Tekstfragment:

+---+

Publiekrechtelijke maatregelen
Naast de bovengenoemde maatregelen die de rechter kan opleggen, heeft ook de Inspectie voor de Gezondheidszorg (IGZ) instrumenten ter beschikking die ingrijpen op het niveau van het bestuur en het interne toezicht.
De IGZ beschikt op grond van de Wet kwaliteit, klachten en geschillen zorg (Wkkgz) (Kamerstuk 32 402) over een aanwijzingsbevoegdheid. De landsadvocaat heeft eerder aangegeven dat deze aanwijzingsbevoegdheid veel ruimte biedt2. De IGZ kan in voorkomende gevallen, wanneer de kwaliteit van zorg in het geding is, de zorgaanbieder een aanwijzing geven waarin zij in het ultieme geval het bestuur of de raad van toezicht kan laten vervangen of uitbreiden.
Het afgelopen jaar heeft de IGZ samen met de Nederlandse Zorgautoriteit (NZa) een gezamenlijk kader toezicht op goed bestuur ontwikkeld. Daarmee hebben de beide toezichthouders duidelijk naar voren gebracht wat zij van bestuur en toezicht binnen een zorginstelling verwachten3.
Dat het niet bij woorden alleen blijft, blijkt wel uit de aanwijzing die de IGZ eind vorig jaar heeft opgelegd aan zorginstelling Careyn4. Daarmee gaat een stevig signaal uit naar de andere bestuurders in de zorg dat goed bestuur een serieuze zaak is waar de IGZ ook echt op handhaaft.
Maatregelen van de IGZ zijn openbaar. Raden van toezicht kunnen daar kennis van nemen als invulling van hun vergewisplicht (zie onder).
Maatregelen vanuit de sector zelf.
Buiten de mogelijkheden die de wet biedt om de kwaliteit van het bestuur te verbeteren, is het wellicht nog belangrijker dat zorginstellingen vooral zelf verantwoordelijk zijn voor hun beleid en dus ook voor de kwaliteit van hun bestuur. Het is een illusie te denken dat alleen met extern toezicht de kwaliteit verbetert. Om het gechargeerd te stellen: de IGZ kan immers niet in iedere bestuurskamer aanwezig zijn en dat moet ook niet ons doel zijn.
Het doel is dat bestuurders en interne toezichthouders zelf hard aan de slag gaan om hun verantwoordelijkheid voor de kwaliteit van het bestuur waar te maken. Ook daarin is in de afgelopen periode het nodige bereikt:
– De accreditatie van bestuurders in de zorg krijgt steeds meer draagvlak:
• Met de accreditatie wordt de vakontwikkeling en het zelfreflectief vermogen van de bestuurders getoetst. Afgelopen jaar is de 100e bestuurder geaccrediteerd.

+---+

Opdrachten:
1. Aan welke zorginstelling heeft de IGZ volgens het tekstfragment eind vorig jaar een aanwijzing opgelegd?
2. Noem alle afkortingen die in het tekstfragment tussen haakjes staan, elk met de volledige naam die erbij hoort.
3. Neem uit het tekstfragment letterlijk over wat begint met "Het afgelopen jaar" en doorloopt tot en met "vergewisplicht (zie onder).".
Baseer je alleen op het tekstfragment.

+---+

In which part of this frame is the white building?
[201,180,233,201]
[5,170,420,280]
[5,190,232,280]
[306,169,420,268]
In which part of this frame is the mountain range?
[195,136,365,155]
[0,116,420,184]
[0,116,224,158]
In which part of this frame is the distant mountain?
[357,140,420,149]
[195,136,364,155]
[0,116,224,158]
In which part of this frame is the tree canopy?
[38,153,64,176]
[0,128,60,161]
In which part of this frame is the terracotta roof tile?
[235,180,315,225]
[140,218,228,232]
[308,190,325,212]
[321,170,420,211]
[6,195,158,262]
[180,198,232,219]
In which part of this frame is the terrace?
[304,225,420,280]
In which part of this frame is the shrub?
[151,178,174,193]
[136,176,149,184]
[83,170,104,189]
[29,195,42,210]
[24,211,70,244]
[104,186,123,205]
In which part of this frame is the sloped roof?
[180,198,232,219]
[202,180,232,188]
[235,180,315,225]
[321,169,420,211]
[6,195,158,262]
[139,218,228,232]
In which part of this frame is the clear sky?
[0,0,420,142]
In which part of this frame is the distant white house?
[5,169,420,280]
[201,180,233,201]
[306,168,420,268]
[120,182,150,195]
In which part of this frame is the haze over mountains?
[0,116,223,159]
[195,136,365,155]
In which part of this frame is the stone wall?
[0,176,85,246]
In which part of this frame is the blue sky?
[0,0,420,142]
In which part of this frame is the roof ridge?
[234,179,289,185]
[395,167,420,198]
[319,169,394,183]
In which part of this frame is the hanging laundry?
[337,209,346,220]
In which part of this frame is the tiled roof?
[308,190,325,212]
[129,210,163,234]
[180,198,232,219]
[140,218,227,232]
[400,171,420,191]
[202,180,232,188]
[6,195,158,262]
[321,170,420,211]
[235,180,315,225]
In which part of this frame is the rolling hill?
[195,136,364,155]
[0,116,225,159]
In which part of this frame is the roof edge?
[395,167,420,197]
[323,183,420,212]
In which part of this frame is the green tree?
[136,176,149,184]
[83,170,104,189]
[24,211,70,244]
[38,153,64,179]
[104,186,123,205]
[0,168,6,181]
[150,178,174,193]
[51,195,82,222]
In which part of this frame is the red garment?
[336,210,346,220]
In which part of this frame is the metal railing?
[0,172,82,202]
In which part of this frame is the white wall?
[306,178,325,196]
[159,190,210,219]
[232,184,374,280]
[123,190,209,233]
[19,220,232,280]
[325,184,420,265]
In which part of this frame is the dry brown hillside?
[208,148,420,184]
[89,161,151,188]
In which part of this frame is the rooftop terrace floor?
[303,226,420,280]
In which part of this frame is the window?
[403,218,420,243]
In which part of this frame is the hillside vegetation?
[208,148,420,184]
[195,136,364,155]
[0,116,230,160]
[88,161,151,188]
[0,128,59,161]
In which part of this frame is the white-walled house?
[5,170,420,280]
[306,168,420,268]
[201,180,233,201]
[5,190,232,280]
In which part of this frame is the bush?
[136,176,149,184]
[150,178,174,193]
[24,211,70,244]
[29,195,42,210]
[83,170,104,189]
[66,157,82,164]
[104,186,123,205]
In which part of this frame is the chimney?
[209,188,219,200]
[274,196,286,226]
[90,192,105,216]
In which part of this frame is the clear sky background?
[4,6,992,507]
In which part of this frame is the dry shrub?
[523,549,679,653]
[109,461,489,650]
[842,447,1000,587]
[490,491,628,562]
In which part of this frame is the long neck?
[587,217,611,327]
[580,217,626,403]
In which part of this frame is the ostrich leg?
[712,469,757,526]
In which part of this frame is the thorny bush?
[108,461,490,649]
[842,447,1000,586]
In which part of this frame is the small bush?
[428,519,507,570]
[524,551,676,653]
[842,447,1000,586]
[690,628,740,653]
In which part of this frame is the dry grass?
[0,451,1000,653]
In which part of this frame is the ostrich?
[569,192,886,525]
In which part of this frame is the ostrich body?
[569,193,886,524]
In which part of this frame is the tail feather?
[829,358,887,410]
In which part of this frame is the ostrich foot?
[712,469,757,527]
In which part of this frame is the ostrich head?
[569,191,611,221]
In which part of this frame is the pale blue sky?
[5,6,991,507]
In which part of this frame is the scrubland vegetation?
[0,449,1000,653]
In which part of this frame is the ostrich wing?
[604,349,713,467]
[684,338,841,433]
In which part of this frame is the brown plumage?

+---+

Antwoorden per opdracht:
1. Careyn.

2.
IGZ: Inspectie voor de Gezondheidszorg
Wkkgz: Wet kwaliteit, klachten en geschillen zorg
NZa: Nederlandse Zorgautoriteit

3.
Het afgelopen jaar heeft de IGZ samen met de Nederlandse Zorgautoriteit (NZa) een gezamenlijk kader toezicht op goed bestuur ontwikkeld. Daarmee hebben de beide toezichthouders duidelijk naar voren gebracht wat zij van bestuur en toezicht binnen een zorginstelling verwachten3.
Dat het niet bij woorden alleen blijft, blijkt wel uit de aanwijzing die de IGZ eind vorig jaar heeft opgelegd aan zorginstelling Careyn4. Daarmee gaat een stevig signaal uit naar de andere bestuurders in de zorg dat goed bestuur een serieuze zaak is waar de IGZ ook echt op handhaaft.
Maatregelen van de IGZ zijn openbaar. Raden van toezicht kunnen daar kennis van nemen als invulling van hun vergewisplicht (zie onder).